Data excerpts START

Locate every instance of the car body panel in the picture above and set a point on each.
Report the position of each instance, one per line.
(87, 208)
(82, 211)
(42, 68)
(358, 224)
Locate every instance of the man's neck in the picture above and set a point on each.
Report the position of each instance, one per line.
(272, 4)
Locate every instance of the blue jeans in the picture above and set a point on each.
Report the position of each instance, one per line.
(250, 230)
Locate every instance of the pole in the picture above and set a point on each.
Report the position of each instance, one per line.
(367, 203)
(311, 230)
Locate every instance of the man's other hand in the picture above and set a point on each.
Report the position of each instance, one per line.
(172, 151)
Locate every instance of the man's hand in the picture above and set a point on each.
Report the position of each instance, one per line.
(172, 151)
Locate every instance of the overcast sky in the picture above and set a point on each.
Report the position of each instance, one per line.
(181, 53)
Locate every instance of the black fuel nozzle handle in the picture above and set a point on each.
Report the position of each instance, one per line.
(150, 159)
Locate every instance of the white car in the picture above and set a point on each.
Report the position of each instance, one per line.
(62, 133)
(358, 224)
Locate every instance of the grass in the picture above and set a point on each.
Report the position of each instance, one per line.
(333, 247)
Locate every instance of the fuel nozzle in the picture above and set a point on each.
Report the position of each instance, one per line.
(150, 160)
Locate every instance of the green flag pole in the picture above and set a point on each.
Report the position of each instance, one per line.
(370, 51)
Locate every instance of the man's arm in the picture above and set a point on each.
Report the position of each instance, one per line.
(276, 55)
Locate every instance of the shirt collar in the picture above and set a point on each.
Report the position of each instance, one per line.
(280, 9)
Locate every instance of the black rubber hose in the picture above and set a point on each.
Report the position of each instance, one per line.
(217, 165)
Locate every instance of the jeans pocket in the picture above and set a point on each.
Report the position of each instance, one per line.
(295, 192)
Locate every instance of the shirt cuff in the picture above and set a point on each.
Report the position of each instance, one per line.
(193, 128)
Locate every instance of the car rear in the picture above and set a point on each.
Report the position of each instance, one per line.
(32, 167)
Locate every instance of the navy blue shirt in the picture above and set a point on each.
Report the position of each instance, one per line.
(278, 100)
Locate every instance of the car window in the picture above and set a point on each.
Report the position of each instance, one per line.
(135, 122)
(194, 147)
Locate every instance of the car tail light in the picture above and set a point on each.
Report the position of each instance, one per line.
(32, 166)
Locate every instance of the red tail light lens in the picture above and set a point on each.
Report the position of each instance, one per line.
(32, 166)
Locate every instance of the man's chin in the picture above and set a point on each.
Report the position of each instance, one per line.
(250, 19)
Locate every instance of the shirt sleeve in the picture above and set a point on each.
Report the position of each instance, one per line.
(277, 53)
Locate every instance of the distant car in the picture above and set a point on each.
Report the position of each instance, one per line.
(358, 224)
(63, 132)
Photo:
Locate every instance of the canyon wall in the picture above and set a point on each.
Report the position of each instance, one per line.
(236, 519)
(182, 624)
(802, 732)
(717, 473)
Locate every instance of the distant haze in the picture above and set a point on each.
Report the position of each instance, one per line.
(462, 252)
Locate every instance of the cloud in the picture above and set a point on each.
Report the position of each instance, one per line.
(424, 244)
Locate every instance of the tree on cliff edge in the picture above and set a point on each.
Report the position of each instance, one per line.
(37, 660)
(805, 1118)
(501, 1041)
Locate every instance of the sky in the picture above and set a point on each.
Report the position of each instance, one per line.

Data excerpts END

▸ Task brief: Copy the entries word for word. Start at the first line and end with the line containing "Locate every instance of the overcast".

▸ Answer to this problem:
Locate every instance of the car body panel in the picture above and set a point on each.
Report the position of each instance, one per line.
(87, 208)
(82, 211)
(42, 68)
(358, 224)
Locate every instance of the man's neck in the picture above and set a point on each.
Report the position of each instance, one per line.
(272, 4)
Locate every instance of the blue jeans in the picture above and set a point on each.
Report the position of each instance, one per line.
(250, 230)
Locate every instance of the pole in the picture above and set a point on each.
Report the position of each instance, one per line.
(367, 203)
(311, 230)
Locate every instance of the man's other hand in the picture above and set a point on each.
Report the position of each instance, one per line.
(172, 151)
Locate every instance of the man's hand in the picture above and set a point on each.
Report the position of each instance, one per line.
(172, 151)
Locate every instance of the overcast sky in the picture above and set a point on each.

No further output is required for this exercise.